Labeled-object pointing entries
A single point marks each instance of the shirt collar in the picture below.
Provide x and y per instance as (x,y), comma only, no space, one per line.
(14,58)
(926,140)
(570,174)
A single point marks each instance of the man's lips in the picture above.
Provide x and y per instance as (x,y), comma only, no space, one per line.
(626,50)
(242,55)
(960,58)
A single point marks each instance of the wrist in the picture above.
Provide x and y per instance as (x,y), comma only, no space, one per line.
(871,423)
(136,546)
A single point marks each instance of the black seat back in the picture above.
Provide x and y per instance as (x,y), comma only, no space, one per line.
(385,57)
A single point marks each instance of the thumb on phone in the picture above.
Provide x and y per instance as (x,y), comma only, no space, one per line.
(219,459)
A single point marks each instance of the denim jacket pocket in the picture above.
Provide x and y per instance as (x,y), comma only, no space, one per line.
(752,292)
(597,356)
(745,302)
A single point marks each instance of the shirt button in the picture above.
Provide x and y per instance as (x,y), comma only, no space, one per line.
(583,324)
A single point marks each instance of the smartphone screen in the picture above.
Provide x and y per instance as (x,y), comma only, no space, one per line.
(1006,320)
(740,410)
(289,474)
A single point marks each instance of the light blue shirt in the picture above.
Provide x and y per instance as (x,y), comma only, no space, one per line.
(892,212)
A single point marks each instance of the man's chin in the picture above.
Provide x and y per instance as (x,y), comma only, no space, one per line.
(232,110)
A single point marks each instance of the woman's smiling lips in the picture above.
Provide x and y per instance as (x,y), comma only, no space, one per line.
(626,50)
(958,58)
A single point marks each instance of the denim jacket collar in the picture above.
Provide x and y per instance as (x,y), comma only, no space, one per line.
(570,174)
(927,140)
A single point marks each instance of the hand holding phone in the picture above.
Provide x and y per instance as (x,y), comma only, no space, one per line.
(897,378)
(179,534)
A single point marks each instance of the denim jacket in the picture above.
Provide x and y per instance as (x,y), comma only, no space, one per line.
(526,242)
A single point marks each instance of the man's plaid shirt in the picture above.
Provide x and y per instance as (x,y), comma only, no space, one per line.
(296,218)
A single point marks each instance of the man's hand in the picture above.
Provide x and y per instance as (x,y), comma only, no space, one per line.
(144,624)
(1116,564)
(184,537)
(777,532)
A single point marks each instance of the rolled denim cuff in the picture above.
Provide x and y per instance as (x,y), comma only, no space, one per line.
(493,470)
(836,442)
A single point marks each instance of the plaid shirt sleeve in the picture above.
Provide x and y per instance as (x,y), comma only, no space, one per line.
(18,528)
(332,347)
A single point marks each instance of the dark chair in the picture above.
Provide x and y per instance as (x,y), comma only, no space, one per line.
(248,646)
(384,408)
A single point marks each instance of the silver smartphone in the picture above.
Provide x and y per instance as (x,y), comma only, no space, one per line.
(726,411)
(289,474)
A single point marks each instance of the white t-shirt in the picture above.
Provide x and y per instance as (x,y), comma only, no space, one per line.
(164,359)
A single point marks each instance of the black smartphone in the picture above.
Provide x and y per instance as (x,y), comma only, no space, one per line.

• [What is needed] Copy the data above word for word. Begin at the line that contains "A single point marks each instance of the white" and include every line through the end of the data.

• [Solved problem]
A single point marks each instance of the white t-shirt in the picture above.
Provide x and y per instance as (x,y), comma only, no space, one per line.
(164,359)
A single point marks each instance of the black smartphone in the picture above.
Provide x and y per instance as (x,y), comma only, no space, one per line.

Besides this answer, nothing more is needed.